**Listed records**
◆ ◆ ◆ ◆ ◆

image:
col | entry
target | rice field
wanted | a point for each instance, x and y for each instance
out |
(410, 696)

◆ ◆ ◆ ◆ ◆

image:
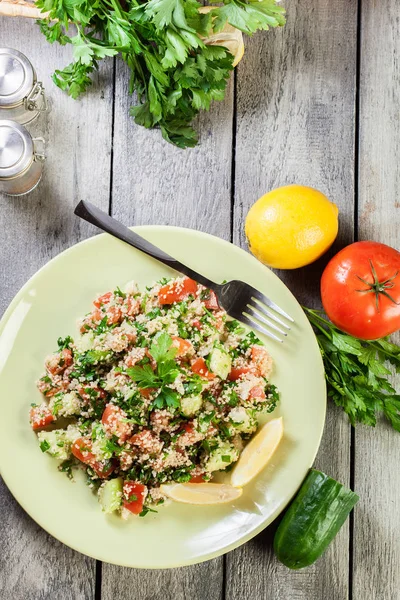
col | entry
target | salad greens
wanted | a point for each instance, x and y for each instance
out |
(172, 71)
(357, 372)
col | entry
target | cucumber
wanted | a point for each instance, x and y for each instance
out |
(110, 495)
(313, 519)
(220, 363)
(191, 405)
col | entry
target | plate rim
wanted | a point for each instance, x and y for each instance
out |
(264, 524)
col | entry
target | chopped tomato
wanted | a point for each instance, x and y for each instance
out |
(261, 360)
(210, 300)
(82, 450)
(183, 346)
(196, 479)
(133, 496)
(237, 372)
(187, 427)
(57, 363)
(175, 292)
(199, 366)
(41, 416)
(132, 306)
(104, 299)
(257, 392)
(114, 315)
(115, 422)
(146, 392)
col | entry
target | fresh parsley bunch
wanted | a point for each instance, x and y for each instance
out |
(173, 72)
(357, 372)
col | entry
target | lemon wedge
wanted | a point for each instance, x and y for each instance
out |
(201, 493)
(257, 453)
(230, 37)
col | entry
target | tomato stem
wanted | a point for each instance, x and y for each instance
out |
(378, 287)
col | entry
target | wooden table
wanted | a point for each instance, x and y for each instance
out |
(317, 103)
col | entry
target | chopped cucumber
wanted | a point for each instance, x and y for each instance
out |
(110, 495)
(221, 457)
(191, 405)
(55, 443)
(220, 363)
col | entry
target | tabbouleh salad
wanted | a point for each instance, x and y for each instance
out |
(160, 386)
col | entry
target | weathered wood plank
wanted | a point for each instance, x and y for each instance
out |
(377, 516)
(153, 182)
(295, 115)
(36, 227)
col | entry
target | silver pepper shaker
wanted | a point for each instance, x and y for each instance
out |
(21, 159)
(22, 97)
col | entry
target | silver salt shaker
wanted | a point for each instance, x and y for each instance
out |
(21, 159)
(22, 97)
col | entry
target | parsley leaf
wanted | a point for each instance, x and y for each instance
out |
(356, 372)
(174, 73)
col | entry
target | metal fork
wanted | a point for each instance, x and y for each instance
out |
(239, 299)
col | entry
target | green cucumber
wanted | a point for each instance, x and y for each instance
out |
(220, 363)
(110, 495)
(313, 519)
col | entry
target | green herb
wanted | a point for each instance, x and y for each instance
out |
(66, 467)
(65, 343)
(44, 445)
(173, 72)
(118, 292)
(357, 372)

◆ ◆ ◆ ◆ ◆

Gather every line of the entries above that contains the word "silver" and copy each one in full. Match case exactly.

**Full answer**
target | silver pepper shaker
target | silver salt shaker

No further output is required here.